TASK STATEMENT – Output all entries verbatim. Skip pictures.

* begin RECORD EXTRACTS *

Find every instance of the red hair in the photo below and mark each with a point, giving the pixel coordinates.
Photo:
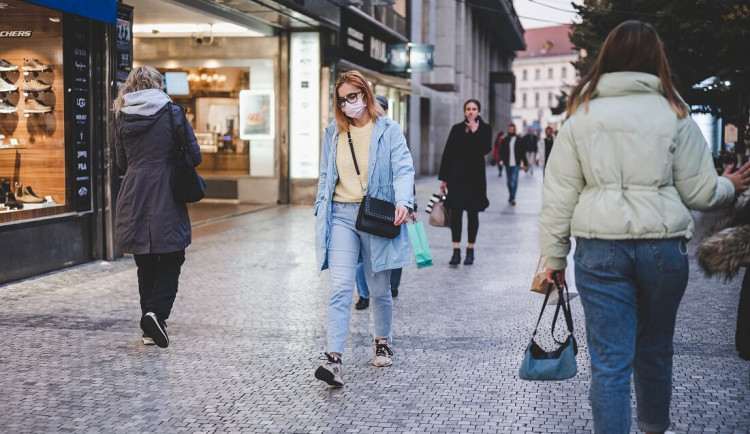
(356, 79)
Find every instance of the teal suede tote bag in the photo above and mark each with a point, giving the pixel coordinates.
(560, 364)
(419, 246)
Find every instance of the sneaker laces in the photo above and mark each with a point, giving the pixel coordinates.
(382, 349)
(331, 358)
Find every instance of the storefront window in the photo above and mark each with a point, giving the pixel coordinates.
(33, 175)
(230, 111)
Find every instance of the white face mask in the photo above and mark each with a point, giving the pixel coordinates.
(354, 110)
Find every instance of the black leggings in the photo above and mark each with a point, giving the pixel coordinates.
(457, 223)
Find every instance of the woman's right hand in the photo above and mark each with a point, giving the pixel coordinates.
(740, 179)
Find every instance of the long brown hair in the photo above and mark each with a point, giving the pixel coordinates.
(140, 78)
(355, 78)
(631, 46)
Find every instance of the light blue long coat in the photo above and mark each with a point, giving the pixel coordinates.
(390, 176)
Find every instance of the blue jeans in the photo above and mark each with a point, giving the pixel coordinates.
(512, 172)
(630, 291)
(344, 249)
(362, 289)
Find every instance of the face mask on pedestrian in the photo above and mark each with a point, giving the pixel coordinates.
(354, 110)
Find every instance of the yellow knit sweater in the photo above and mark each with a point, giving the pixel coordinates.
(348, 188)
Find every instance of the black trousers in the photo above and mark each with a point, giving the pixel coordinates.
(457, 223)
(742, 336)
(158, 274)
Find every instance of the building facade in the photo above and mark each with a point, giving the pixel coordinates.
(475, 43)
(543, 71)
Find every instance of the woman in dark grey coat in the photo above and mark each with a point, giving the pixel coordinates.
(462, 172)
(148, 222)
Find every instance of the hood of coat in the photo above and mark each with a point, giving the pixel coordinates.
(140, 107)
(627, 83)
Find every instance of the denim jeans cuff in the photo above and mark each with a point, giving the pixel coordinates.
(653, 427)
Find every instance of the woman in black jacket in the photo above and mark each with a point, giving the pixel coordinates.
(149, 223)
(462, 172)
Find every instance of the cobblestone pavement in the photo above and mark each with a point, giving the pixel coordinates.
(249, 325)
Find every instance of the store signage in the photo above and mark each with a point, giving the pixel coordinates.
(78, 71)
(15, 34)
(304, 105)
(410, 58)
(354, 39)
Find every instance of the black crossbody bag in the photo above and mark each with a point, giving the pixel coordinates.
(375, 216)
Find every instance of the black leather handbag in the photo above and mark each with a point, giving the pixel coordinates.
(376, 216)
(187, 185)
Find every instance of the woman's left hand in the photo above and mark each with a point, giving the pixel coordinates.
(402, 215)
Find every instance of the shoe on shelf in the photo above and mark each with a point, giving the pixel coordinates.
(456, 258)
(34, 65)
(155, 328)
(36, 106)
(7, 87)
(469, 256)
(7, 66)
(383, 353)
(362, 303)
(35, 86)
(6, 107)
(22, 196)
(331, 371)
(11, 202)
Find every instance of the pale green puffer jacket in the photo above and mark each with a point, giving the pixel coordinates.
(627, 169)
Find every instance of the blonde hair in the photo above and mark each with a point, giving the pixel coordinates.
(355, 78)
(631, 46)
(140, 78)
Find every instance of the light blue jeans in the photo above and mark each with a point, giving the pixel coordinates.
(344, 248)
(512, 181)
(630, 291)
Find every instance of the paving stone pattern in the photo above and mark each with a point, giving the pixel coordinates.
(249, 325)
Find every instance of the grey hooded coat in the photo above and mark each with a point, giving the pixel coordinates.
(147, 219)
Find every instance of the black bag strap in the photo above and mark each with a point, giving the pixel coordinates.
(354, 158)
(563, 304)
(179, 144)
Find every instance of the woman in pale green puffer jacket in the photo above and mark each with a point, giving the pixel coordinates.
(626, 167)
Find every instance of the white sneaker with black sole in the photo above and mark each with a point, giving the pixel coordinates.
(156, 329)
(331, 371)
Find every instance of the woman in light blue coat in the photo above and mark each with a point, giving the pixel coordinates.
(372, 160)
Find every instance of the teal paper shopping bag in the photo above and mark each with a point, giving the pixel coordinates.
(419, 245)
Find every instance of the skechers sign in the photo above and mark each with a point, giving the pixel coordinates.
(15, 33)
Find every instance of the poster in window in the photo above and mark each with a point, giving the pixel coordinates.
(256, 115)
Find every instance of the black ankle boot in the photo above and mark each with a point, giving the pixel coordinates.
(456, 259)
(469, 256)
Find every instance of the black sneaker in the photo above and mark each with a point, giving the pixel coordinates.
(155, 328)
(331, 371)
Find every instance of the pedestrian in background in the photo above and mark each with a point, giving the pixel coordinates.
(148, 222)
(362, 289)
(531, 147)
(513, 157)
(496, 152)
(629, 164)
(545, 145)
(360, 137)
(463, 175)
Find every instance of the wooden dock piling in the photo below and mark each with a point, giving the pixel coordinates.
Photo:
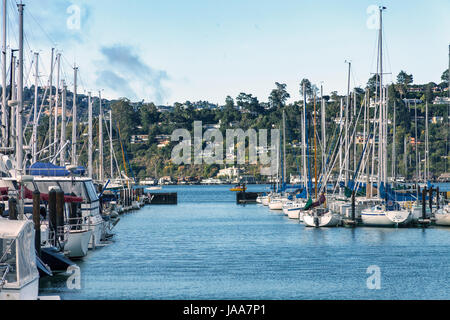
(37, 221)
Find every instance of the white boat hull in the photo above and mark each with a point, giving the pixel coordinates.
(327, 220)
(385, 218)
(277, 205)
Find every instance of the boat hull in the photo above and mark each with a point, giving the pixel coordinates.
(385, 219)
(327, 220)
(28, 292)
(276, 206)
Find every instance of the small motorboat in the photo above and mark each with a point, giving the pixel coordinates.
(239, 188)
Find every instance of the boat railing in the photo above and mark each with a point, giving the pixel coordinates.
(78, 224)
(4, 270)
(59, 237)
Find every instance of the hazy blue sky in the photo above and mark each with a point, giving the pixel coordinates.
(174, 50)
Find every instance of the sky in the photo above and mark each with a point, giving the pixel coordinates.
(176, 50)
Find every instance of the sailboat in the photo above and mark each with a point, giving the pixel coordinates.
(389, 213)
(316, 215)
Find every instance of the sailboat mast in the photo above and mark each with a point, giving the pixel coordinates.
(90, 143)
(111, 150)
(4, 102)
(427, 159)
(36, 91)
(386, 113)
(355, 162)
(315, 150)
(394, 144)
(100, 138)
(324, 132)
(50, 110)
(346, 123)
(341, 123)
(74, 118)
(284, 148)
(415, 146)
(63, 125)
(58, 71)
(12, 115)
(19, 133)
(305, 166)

* end RECORD EXTRACTS *

COMPLETED TASK –
Find every instance of the red hair in the photo below and mark each with a point, giving the pixel coordinates.
Photo:
(356, 79)
Find every instance of the teal suede tote bag in the photo above and mark each with a point, giving the pixel coordinates.
(560, 364)
(419, 246)
Find every instance of the sneaker laces in the photo above and mark each with a point, giving the pixel coordinates.
(382, 349)
(331, 358)
Find every instance of the storefront window in the photo above and mark each with a point, giving the pixel coordinates.
(33, 175)
(230, 111)
Find every instance of the white face mask in the photo above and mark each with a point, giving the pixel coordinates.
(354, 110)
Find every instance of the black leggings in the photo above and mark each with a point, giving the pixel coordinates.
(457, 223)
Find every instance of the woman's right hand in the photo above and mark each with a point, giving the pixel coordinates.
(740, 179)
Find every instance of the long brown hair in the photo above and mark each with a point, giving the pixel coordinates.
(140, 78)
(355, 78)
(631, 46)
Find every instance of the light blue long coat in the photo above and mark each with a point, giving the pixel coordinates.
(390, 176)
Find every instance of the blue jeans in the photo above and mark each with a point, giving the pixel coordinates.
(512, 172)
(630, 291)
(344, 249)
(362, 289)
Find every instance of the face mask on pedestrian in the photo above and mark each with a point, giving the pixel coordinates.
(354, 110)
Find every instance of the yellow knit sweater in the photo above and mark each with a point, giving the pixel coordinates.
(348, 188)
Find every instance of the black trousers in the photo above and mark each with a point, giving the pixel coordinates.
(457, 223)
(742, 336)
(158, 274)
Find every instance of the building facade in the photo above and mark each with a point, giving the pixel coordinates.
(475, 43)
(543, 71)
Find every instance of the woman in dark grey coat in the photo above and mark each with a point, giving the pixel coordinates.
(462, 172)
(148, 222)
Find every instance of the hood of coat in the photo above and mark each with a point, giving the pixel coordinates.
(140, 107)
(627, 83)
Find every instance of the denim jeans cuff in the photo above and mark each with a point, giving the pixel coordinates.
(653, 427)
Find every instance of the woman in black jacket in the photo above and mark each with a point, giving the pixel coordinates.
(149, 223)
(462, 172)
Find every instance of the cobblestone pavement in the photo above and mark each with a point, giving the pixel coordinates.
(249, 325)
Find every instance of the store signage in the photo above and mark each with a point, giving the pixel coordinates.
(78, 71)
(15, 34)
(304, 105)
(410, 58)
(354, 39)
Find every instance of the black crossbody bag in the photo above and mark each with a point, giving the pixel coordinates.
(375, 216)
Find every instance of the black leather handbag in the photo above and mark each with a point, giving the pixel coordinates.
(376, 216)
(187, 185)
Find every instance of the woman's left hand in the photo above and mark each with a point, giving the pixel coordinates.
(402, 215)
Find every instance of the shoe on shelf in the photo above and mark each with a point, giving the pixel coordinates.
(456, 258)
(34, 65)
(155, 328)
(36, 106)
(7, 87)
(469, 256)
(7, 66)
(383, 353)
(362, 303)
(35, 86)
(6, 107)
(22, 196)
(331, 371)
(11, 202)
Find every instance of the pale green puffer jacket in the photo above and mark each with a point, giving the pixel coordinates.
(627, 169)
Find every instance of the blonde hair in the photo above and mark each with a point, giving the pixel coordinates.
(355, 78)
(631, 46)
(140, 78)
Find every instance of the light blue jeans in the photo above and mark each with a point, giving the pixel coordinates.
(344, 248)
(512, 181)
(630, 291)
Find every instance of the paving stone pattern in the photo above and mark each with a point, giving the pixel coordinates.
(249, 325)
Find every instance of the grey hooded coat in the photo above and mark each with a point, giving the pixel coordinates.
(147, 219)
Find every instance of the black bag strap in the photo above and mark each with a point, giving the pixel coordinates.
(354, 158)
(563, 304)
(179, 144)
Find every instance of the woman in pale green puffer jacket in the photo above and mark each with a point, giving the pixel coordinates.
(626, 167)
Find every instance of the white sneaker with black sole in the photo above and mark each with a point, giving the pixel coordinates.
(156, 329)
(331, 371)
Find every instance of the woman in light blue coat in the photo above and mark each with a point, giving the pixel coordinates.
(372, 160)
Find every instance of the teal paper shopping bag in the photo above and mark each with a point, giving the pixel coordinates.
(419, 245)
Find every instance of the skechers sign in the photo above and mark each with a point, giving the pixel coordinates.
(15, 33)
Find every instance of the poster in window in the photo above and mark each with a point, giving the pixel coordinates.
(256, 115)
Find every instance of the black ankle boot in the photo above and mark each with a point, giving the pixel coordinates.
(456, 259)
(469, 256)
Find every instance of the black sneaker in the photo above and mark each with a point, giving the pixel coordinates.
(155, 328)
(331, 371)
Find every instance of the pedestrian in background in the photo above and mark each with a point, giving the pixel coordinates.
(148, 222)
(362, 289)
(531, 147)
(513, 157)
(496, 152)
(629, 164)
(545, 145)
(360, 137)
(463, 175)
Find every instance of the wooden dock piling in the photo below and mark each with a point, giving the pixel coordinates.
Photo:
(37, 221)
Find every instance of the white boat hull in the photo above and mark each with a point, giving the pixel coordinates.
(327, 220)
(385, 218)
(277, 205)
Find every instance of the boat hull in the photo above and mark each with a point, giving the pixel coordinates.
(385, 219)
(327, 220)
(28, 292)
(276, 206)
Find every instance of the small motorboat in the photo above and mark each with a point, giving the pixel coordinates.
(239, 188)
Find every instance of the boat railing in the photo above and mark each with a point, giving the pixel coordinates.
(78, 224)
(4, 270)
(59, 237)
Find every instance of the hazy blue sky in the photo above and mark each with a point, giving the pixel coordinates.
(174, 50)
Find every instance of the sky in the photo above and mark each with a point, giving the pixel coordinates.
(176, 50)
Find every instance of the sailboat in the photo above and mark each with a point, giving the pixel coordinates.
(389, 213)
(316, 215)
Find every instance of the sailboat mast in the photo above and mark each with a point, giving the pixel coordinates.
(90, 143)
(111, 150)
(4, 102)
(427, 159)
(36, 91)
(386, 113)
(355, 162)
(315, 150)
(394, 144)
(100, 138)
(324, 132)
(50, 110)
(346, 123)
(341, 123)
(74, 118)
(284, 148)
(415, 146)
(63, 125)
(58, 71)
(12, 115)
(19, 133)
(305, 166)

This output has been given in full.